Labeled-object pointing items

○ ○ ○ ○ ○

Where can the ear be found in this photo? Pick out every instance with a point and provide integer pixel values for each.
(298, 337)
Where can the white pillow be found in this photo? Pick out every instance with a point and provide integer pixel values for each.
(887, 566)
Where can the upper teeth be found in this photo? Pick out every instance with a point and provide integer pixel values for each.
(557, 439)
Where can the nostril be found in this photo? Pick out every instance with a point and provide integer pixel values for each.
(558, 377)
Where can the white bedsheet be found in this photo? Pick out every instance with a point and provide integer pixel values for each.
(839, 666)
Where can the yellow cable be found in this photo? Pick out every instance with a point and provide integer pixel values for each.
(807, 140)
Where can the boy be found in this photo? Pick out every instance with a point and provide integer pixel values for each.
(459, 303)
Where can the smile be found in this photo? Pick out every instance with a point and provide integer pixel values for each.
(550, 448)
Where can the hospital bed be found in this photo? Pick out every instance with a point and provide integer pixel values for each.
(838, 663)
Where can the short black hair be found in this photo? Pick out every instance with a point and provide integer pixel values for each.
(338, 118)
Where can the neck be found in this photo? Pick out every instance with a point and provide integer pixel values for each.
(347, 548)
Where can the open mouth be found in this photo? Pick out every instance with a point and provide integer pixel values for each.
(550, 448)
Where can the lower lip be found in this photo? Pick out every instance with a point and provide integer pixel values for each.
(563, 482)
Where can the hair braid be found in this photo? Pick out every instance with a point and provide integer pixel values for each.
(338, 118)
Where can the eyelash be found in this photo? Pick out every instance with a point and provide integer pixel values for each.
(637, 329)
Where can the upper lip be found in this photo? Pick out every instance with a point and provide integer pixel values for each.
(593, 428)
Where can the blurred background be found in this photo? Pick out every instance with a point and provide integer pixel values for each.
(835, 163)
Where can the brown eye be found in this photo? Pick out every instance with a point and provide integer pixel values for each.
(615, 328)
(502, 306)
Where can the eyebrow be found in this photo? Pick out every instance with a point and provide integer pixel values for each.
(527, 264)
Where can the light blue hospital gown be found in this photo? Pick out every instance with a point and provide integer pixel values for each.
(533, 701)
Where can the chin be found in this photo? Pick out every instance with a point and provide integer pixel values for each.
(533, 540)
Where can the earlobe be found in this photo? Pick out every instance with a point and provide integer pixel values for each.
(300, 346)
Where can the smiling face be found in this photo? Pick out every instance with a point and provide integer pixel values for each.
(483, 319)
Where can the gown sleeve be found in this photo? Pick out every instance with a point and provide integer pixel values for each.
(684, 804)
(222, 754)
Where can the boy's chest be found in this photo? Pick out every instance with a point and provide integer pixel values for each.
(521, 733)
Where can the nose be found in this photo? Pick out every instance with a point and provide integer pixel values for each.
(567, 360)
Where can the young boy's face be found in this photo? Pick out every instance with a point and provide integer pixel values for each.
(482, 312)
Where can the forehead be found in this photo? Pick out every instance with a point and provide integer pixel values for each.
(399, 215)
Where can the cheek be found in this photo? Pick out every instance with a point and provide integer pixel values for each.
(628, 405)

○ ○ ○ ○ ○

◆ **Goal**:
Switch "Pick out" to "Mark" throughout all the items above and write the lines out again, leaving everything else unchanged.

◆ **Complete answer**:
Where can the ear be found in this photo? Mark every instance with a point and provide integer pixel values for each.
(298, 337)
Where can the white pillow be found in this photo? Mark every instance with a point and provide integer pixel values for each.
(887, 566)
Where can the upper teeth be found in this photo? Mark every instance with a point and provide integer pixel values for each.
(557, 439)
Where can the nostril be found in this photo? Mark every instance with a point and provide integer pixel values for each.
(558, 377)
Where can the white bedsheet be found in this photo? Mark every instance with a point and provide integer pixel values for each.
(839, 666)
Where can the yellow cable be found in this photo? Mark every instance with a point and provide integer pixel values for each.
(807, 140)
Where can the boy be found in this photo? Mark every instance with a point and provide integer pixel values for each.
(459, 303)
Where can the smile be found in this photo? Mark every instance with a point and provide integer pixel values for each.
(550, 448)
Where can the hospital bed be found in this photo? Mark every instance with a point and provide integer pixel values for each.
(838, 663)
Where can the short black hair be found in this photo? Mark every instance with a point and provide integer pixel values for each.
(338, 118)
Where can the neck be found in this photo? Mark every instance with a point and provide integer pixel values for each.
(347, 548)
Where can the open mouth be found in this photo? Mark every instance with a point and provide integer pixel values for each.
(550, 448)
Where can the lower lip be found in this photo? Mark every instance with a point and provide integer pixel values for each.
(563, 482)
Where can the hair braid be found in this photo? Mark every instance with a point and provide integer pixel values for each.
(338, 118)
Where can the eyelash be found in this photo? Mark every instance with a point and provide integer pixel values for each.
(637, 329)
Where can the upper lip be found in this photo? Mark every instance with a point and provide integer pixel values for each.
(593, 428)
Where can the blurred background be found in this photo? Mark every instance with a point and provide integer pixel values for each.
(835, 163)
Where can the brown eye be found in this photo? Mark every instance with a point and provide integer pixel values for each.
(615, 328)
(502, 306)
Where can the eyebrow be found in this photo? Mark every instance with a point and provide integer pixel values for each.
(527, 264)
Where can the light blue hospital gown be found in this photo? Mark every instance with a point and provide integer pixel values for each.
(533, 701)
Where can the chin be found in this photo? Mark every instance with a point and provide integer pixel values for each.
(533, 540)
Where can the earlobe be found in this photo? Mark every instance with a point and provide integer pixel values for each.
(300, 346)
Where can the smiling face be found in this photo? Mark every instance with a point and provide integer pixel values for each.
(483, 319)
Where can the gown sleeve be found in this photo? Mark every instance with a point and provide integer pixel values for each.
(684, 804)
(222, 754)
Where can the boy's chest be found in this photo? Mark every instance with a point and provide integer pixel values for each.
(521, 733)
Where can the nose be found in this photo? Mark every instance with a point and provide integer pixel values for each.
(567, 360)
Where can the young boy's face be found in this photo? Mark every instance with a point and provide integer pixel values for each.
(482, 312)
Where can the forehead be found in this photo? Mark every instance with a point and provide integer pixel values for each.
(399, 215)
Where can the cheek be found in this photo? Mark every instance with a point and provide integer pixel values for each.
(628, 405)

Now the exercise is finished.